### EXERCISE INSTRUCTIONS
• 1. Reproduce the passage on standards quality criteria word for word, from "- Will the standard" up to and including "the right granularity?".
• 2. In the passage on standards quality criteria, what range of numeric values may be used to rank how a standard does on a criterion?
• 3. Condense the paragraph of the passage on standards quality criteria that begins "Let me propose some possible criteria," keeping its main facts.
----- QUOTED PASSAGE
Let me propose some possible criteria for measuring standards quality. Please comment on these or suggest your own, though see my rules about comments at the close. Note that in any given criterion it may be reasonable to consider a numeric value between 0.0 and 1.0 for ranking how a particular standard does. That is, do not assume answers can only be “yes” or “no.” (You don’t get to abstain …)
- Openness criteria:
- Was the standard developed by an independent community of experts in a way that did not advantage any one software provider’s products or projects?
- Will the standard be actively maintained by an independent community of experts in a way that will not advantage any one software provider’s products or projects?
- Is the standard document freely available to everyone?
- Is the standard itself freely implementable by everyone?
- Can a subset of the standard be used or can the standard be used as a component of another standard?
- Is the standard designed to maximize use of pre-existing high quality standards?
- Is the standard well factored to allow modular implementation and maximum re-use of common components? For example, we have only one way for representing an address or bold text. That is, does the standard have the right granularity?
----------
----- RECORDED INFORMATION
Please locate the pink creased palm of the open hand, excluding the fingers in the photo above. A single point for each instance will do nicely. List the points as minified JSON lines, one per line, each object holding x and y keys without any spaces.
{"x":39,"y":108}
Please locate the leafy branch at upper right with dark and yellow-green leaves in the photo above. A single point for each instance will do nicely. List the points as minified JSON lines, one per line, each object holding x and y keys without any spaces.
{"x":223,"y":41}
----------
### TASK RESULTS
• 1.
- Will the standard be actively maintained by an independent community of experts in a way that will not advantage any one software provider’s products or projects?
- Is the standard document freely available to everyone?
- Is the standard itself freely implementable by everyone?
- Can a subset of the standard be used or can the standard be used as a component of another standard?
- Is the standard designed to maximize use of pre-existing high quality standards?
- Is the standard well factored to allow modular implementation and maximum re-use of common components? For example, we have only one way for representing an address or bold text. That is, does the standard have the right granularity?

• 2. A value between 0.0 and 1.0.

• 3. Some possible criteria for measuring standards quality are proposed, and readers may comment on them or suggest their own, following the comment rules given at the close. For each criterion, a standard can be ranked with a numeric value between 0.0 and 1.0 rather than only "yes" or "no," and abstaining is not allowed.